- **Fragmento para leer**:
..........
“Periodismo y poder constituyen dos caras de una misma moneda. En la medida en que el periodista se compromete con la realidad que describe, deberá enfrentar necesariamente al poder. Son discursos divergentes que en algún momento se volverán antagónicos. Y este enfrentamiento, contrariamente a lo que puede suponerse, no se da solamente en el caso del denominado periodismo político, donde la relación con el poder es más inmediata. También quienes escriben las crónicas policiales deben lidiar con el ‘espíritu de cuerpo’ de los uniformados, así como los que ejercen la crítica cinematográfica están expuestos a las presiones de los grupos editoriales o la industria del cine y quienes escriben sobre fútbol deben soportar el lobby de los clubes más poderosos.”
El autor del texto encomillado es Hernán Vaca Narvaja, periodista cordobés, docente y autor de varios libros de investigación. Sus afirmaciones están incluidas en un dossier editado por la Universidad Nacional de Río Cuarto con el título “Periodismo y Poder. La encrucijada ética de una relación tortuosa”.
La cita viene a cuento por la recurrente conflictividad entre dirigentes de primera línea (también de segunda, y aún de baja importancia) y periodistas que proponen ejercer su oficio con recursos que la profesión ha aceptado como válidos desde tiempos inmemoriales. No le fue fácil a Heródoto –el gran historiador de la Grecia clásica, tal vez el primer periodista– ejercer su condición de cronista de lo que sucedía en su tiempo. Sus conflictos con el poder no fueron diferentes de los que sortearon incontables periodistas a lo largo de la historia.
..........
- **Ítems suministrados**:
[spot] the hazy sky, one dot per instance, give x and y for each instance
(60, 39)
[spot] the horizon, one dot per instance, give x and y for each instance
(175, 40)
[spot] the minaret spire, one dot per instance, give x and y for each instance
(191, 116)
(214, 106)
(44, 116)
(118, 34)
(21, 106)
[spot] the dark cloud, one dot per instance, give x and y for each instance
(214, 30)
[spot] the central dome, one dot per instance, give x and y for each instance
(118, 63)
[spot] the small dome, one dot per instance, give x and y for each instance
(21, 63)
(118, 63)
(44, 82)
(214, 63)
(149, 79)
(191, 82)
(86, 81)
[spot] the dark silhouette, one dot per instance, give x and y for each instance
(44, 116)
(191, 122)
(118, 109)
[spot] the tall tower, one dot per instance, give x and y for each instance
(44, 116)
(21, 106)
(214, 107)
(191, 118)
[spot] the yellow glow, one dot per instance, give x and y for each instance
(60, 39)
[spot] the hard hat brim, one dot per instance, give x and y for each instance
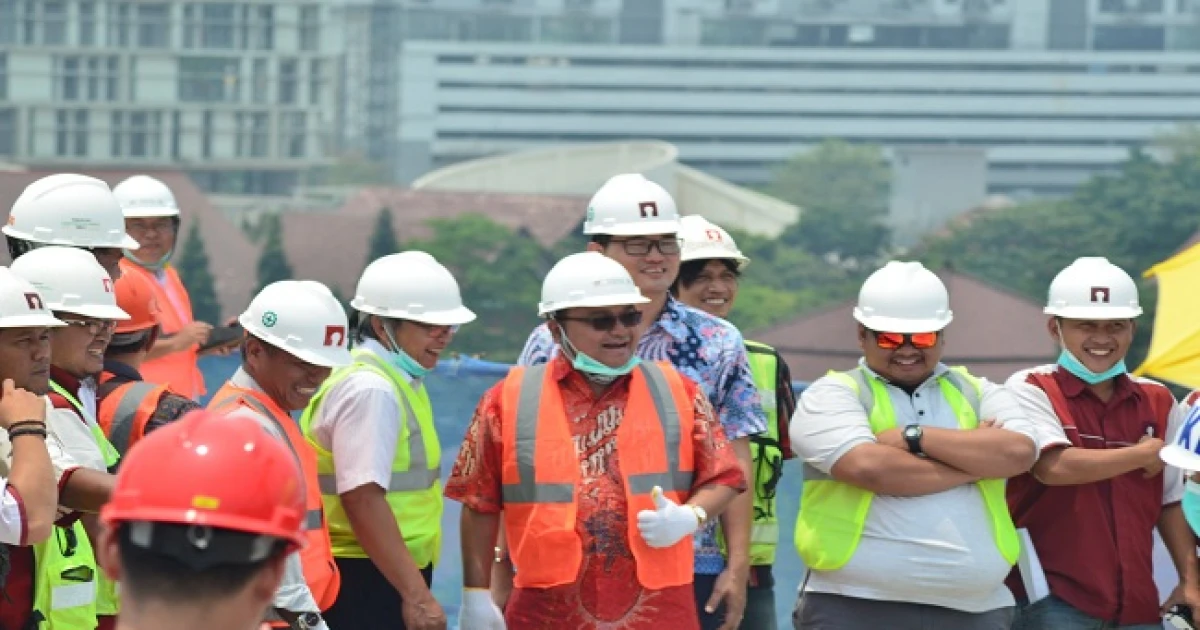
(31, 321)
(1180, 457)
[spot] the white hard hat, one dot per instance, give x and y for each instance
(586, 280)
(411, 286)
(1185, 451)
(904, 298)
(143, 196)
(1093, 288)
(304, 322)
(705, 240)
(631, 205)
(69, 209)
(22, 305)
(71, 281)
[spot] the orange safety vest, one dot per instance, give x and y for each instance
(125, 412)
(317, 558)
(178, 370)
(541, 485)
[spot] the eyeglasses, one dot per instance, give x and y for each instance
(605, 323)
(891, 341)
(94, 327)
(643, 246)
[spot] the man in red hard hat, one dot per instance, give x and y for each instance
(204, 513)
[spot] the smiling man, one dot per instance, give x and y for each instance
(295, 335)
(903, 519)
(1101, 432)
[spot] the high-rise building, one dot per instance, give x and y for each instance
(239, 94)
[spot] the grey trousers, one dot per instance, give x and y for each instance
(825, 611)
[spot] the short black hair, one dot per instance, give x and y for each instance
(153, 575)
(691, 270)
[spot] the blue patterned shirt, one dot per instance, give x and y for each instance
(708, 351)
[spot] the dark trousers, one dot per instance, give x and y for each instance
(366, 600)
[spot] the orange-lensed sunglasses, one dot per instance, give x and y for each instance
(891, 341)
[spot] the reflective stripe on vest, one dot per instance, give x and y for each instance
(414, 489)
(540, 472)
(120, 431)
(834, 514)
(106, 448)
(65, 574)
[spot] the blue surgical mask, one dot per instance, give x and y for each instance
(1192, 505)
(593, 370)
(402, 360)
(1069, 363)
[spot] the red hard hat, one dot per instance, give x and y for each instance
(135, 295)
(215, 471)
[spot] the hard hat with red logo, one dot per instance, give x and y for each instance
(135, 295)
(233, 487)
(71, 281)
(705, 240)
(303, 318)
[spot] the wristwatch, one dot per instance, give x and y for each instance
(912, 435)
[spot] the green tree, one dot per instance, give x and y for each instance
(193, 270)
(273, 263)
(383, 238)
(499, 273)
(843, 190)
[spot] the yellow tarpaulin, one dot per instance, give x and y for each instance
(1175, 347)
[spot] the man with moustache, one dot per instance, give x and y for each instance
(635, 222)
(601, 467)
(903, 519)
(1101, 432)
(295, 335)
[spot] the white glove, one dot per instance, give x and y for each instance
(479, 612)
(667, 523)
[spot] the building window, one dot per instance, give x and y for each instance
(87, 24)
(119, 24)
(54, 23)
(154, 25)
(310, 28)
(261, 90)
(208, 79)
(7, 132)
(288, 82)
(71, 132)
(293, 135)
(259, 135)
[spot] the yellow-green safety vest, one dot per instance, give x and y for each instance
(108, 603)
(766, 457)
(65, 581)
(414, 491)
(833, 514)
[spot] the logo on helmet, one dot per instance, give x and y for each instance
(335, 331)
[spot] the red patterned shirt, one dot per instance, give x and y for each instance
(606, 593)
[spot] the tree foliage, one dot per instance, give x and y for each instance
(197, 276)
(273, 263)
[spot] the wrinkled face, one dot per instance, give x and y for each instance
(78, 348)
(607, 334)
(652, 268)
(287, 379)
(424, 342)
(905, 360)
(713, 291)
(1097, 343)
(25, 358)
(156, 237)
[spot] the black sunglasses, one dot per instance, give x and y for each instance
(604, 323)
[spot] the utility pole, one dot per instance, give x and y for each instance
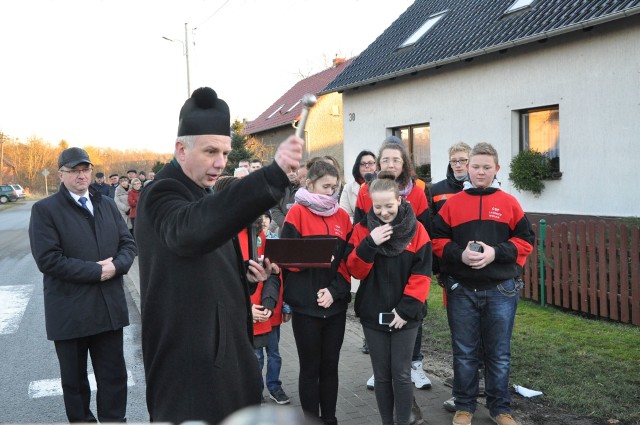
(186, 54)
(185, 45)
(1, 156)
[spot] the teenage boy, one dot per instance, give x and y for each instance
(482, 238)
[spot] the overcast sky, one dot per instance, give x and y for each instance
(99, 72)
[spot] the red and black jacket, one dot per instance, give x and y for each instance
..........
- **Tarea solicitada**:
Prosigue el texto sobre la relación entre periodismo y poder a partir de su última oración. Los ítems no tienen ningún papel en este trabajo.

- **Resultado obtenido**:
En los últimos tiempos, es interesante asistir al debate acerca de cuáles son los límites, si existen, en el arte de preguntar u opinar desde los medios en relación con instituciones y personajes del Poder. Ya son casi cotidianos los enfrentamientos entre máximos líderes en el mundo (Trump, Bolsonaro, Putin, etc.) y periodistas de medios que tienen la mala costumbre de hacer preguntas incómodas, cargadas de información en muchos casos y muchas veces también de críticas. El periodista, escritor y docente español Carlos González Reigosa resumió que “la labor de la prensa es traspasar la superficie plana de la política, atravesar la fachada de la vida pública y ofrecer la verdad honda que hay detrás, es decir, la verdad que hay detrás de esas imágenes más o menos prefabricadas que le llegan al ciudadano y que amparan a quienes nos gobiernan o aspiran a gobernarnos. Cada vez que una verdad se abre paso desde la oscuridad hasta la luz del conocimiento público, se ennoblece y acrecienta la función de los medios de comunicación”.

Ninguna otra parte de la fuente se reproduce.